▸ **Exercise**: Update the lines from the one holding "det: white motorcycle" through the end of the material, inclusive: write them out again with "skier's" changed to "the skier's" and all else left unchanged.

▸ **Dataset rows**:
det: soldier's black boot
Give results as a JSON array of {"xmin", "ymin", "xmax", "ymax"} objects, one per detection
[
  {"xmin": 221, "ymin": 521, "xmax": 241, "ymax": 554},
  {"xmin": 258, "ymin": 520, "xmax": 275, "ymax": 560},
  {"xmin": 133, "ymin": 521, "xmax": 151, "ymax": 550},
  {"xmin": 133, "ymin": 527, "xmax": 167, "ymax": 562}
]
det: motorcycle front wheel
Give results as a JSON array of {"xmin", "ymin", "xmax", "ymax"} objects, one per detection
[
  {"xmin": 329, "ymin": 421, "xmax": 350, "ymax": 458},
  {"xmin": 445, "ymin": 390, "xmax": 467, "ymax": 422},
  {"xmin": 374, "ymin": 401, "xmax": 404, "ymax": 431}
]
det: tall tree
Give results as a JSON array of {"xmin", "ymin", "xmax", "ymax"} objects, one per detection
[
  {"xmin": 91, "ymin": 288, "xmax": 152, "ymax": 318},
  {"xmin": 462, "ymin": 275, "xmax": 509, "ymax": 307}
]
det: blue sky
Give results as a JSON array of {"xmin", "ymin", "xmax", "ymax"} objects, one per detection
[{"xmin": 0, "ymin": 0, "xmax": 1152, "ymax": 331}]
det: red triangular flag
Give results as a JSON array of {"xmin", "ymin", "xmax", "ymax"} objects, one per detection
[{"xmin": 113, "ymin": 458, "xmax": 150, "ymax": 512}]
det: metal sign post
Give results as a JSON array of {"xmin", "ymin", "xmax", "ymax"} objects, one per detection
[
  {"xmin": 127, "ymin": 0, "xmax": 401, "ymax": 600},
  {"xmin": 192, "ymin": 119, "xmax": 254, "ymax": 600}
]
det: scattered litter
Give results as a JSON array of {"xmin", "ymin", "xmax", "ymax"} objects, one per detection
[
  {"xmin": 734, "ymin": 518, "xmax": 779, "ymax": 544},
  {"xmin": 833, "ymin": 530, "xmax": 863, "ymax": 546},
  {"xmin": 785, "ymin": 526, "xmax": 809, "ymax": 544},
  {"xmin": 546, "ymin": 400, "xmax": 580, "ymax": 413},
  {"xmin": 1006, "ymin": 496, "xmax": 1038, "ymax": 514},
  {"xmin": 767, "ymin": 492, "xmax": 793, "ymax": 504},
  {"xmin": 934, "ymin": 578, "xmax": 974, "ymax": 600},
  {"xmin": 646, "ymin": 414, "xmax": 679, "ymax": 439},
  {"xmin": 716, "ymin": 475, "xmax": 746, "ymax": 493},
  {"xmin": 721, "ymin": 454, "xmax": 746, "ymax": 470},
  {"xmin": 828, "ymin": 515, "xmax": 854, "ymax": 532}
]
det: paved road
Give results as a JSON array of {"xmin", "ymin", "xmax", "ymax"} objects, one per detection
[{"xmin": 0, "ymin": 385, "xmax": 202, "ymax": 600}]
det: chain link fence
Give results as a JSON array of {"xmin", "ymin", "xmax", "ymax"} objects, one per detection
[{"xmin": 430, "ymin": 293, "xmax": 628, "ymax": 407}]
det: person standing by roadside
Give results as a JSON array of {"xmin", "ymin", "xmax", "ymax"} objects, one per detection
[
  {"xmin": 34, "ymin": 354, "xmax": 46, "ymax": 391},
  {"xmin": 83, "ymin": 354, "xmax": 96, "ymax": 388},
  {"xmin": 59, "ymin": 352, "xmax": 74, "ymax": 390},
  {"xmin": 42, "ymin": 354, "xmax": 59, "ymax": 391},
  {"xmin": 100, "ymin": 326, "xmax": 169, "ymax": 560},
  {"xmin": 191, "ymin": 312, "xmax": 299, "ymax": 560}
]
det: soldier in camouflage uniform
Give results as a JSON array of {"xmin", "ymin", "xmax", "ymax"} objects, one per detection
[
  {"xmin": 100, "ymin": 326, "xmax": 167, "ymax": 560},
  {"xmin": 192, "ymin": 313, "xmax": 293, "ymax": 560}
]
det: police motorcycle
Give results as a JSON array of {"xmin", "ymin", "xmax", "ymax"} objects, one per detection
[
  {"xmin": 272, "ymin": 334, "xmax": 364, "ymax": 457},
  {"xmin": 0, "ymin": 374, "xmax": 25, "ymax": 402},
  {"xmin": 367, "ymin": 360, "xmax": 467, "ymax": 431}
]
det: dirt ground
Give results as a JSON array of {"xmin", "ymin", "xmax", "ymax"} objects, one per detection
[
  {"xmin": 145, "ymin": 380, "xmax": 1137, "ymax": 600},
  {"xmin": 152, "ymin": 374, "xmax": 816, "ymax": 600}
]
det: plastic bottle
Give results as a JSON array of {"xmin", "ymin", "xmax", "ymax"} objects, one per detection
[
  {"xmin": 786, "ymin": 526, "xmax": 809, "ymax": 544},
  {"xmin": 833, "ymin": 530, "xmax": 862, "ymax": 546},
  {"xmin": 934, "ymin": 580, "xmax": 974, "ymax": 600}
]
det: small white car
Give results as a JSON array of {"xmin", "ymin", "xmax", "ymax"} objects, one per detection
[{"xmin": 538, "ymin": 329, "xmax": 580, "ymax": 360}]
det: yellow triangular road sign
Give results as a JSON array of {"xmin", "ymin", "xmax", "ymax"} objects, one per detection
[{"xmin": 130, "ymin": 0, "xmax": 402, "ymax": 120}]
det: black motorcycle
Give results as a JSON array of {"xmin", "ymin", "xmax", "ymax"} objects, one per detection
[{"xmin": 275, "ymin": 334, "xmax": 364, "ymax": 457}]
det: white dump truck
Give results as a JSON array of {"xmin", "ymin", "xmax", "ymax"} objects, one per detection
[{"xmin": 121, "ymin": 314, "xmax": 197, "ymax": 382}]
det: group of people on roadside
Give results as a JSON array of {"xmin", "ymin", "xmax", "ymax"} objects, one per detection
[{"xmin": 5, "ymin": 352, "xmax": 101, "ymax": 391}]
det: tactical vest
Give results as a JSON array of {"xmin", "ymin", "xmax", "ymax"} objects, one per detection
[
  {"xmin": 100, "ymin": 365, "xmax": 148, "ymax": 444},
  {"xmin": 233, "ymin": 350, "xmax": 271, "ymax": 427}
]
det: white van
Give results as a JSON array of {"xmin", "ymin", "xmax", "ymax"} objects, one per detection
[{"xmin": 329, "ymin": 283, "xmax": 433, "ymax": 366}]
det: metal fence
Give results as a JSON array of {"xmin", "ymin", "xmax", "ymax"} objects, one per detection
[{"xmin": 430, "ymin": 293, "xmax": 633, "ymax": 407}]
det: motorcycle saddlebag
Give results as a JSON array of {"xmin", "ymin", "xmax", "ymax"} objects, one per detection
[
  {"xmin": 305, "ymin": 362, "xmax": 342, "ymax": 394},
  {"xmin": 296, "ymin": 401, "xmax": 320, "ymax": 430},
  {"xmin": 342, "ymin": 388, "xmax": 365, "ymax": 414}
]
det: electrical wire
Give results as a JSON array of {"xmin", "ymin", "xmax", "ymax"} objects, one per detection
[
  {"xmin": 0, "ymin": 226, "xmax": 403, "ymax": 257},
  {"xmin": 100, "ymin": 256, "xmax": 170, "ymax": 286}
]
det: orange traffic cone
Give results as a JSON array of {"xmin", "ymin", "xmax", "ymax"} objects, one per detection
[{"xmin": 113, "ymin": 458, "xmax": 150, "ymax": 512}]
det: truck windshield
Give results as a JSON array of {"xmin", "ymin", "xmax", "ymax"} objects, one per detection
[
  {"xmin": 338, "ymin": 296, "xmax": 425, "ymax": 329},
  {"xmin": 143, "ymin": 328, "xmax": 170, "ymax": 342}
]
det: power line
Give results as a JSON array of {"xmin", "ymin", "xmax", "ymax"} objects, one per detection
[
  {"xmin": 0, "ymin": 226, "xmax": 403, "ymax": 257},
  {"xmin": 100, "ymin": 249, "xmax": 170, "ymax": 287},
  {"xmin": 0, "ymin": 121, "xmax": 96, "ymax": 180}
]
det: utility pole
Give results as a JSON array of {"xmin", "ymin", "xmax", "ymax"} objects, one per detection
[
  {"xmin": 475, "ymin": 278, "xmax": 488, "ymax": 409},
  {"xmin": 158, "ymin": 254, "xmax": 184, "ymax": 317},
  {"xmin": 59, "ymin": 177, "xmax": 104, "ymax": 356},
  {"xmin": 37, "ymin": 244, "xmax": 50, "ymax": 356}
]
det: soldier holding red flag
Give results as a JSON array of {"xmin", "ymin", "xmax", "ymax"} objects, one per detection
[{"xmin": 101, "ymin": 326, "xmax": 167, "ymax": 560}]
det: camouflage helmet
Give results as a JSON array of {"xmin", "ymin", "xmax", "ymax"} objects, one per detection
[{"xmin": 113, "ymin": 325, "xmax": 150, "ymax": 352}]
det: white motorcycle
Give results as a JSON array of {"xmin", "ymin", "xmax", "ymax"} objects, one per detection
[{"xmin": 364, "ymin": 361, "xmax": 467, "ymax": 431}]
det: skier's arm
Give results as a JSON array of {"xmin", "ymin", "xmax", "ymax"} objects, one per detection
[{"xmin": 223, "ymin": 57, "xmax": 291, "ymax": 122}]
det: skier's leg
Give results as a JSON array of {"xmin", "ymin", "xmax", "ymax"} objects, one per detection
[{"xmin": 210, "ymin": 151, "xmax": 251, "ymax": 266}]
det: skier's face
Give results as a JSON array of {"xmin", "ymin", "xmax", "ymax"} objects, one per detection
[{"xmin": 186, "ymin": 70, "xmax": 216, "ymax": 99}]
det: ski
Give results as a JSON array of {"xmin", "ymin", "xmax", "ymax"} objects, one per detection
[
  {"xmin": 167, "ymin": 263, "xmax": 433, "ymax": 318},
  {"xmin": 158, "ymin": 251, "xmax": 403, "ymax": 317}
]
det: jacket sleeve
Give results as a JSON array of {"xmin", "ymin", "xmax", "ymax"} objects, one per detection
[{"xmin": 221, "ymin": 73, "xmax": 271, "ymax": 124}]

▸ **Response for this exercise**:
det: white motorcycle
Give results as a JSON array of {"xmin", "ymin", "xmax", "ymax"} objects, one per detection
[{"xmin": 364, "ymin": 361, "xmax": 467, "ymax": 431}]
det: the skier's arm
Give results as a JSON array of {"xmin", "ymin", "xmax", "ymax"} objects, one per detection
[{"xmin": 223, "ymin": 57, "xmax": 291, "ymax": 122}]
det: the skier's leg
Give results as a JSON array of {"xmin", "ymin", "xmax", "ymax"} objects, one per detection
[{"xmin": 210, "ymin": 151, "xmax": 251, "ymax": 266}]
det: the skier's face
Give results as a JSON array of {"xmin", "ymin", "xmax", "ymax"} objects, one per detection
[{"xmin": 186, "ymin": 70, "xmax": 216, "ymax": 99}]
det: ski
Give results as a JSON array of {"xmin", "ymin", "xmax", "ymax"} objects, one per detection
[
  {"xmin": 167, "ymin": 263, "xmax": 433, "ymax": 318},
  {"xmin": 158, "ymin": 251, "xmax": 403, "ymax": 317}
]
det: jacket sleeve
Give results as a JSON array of {"xmin", "ymin", "xmax", "ymax"} objects, one per detection
[{"xmin": 221, "ymin": 73, "xmax": 271, "ymax": 124}]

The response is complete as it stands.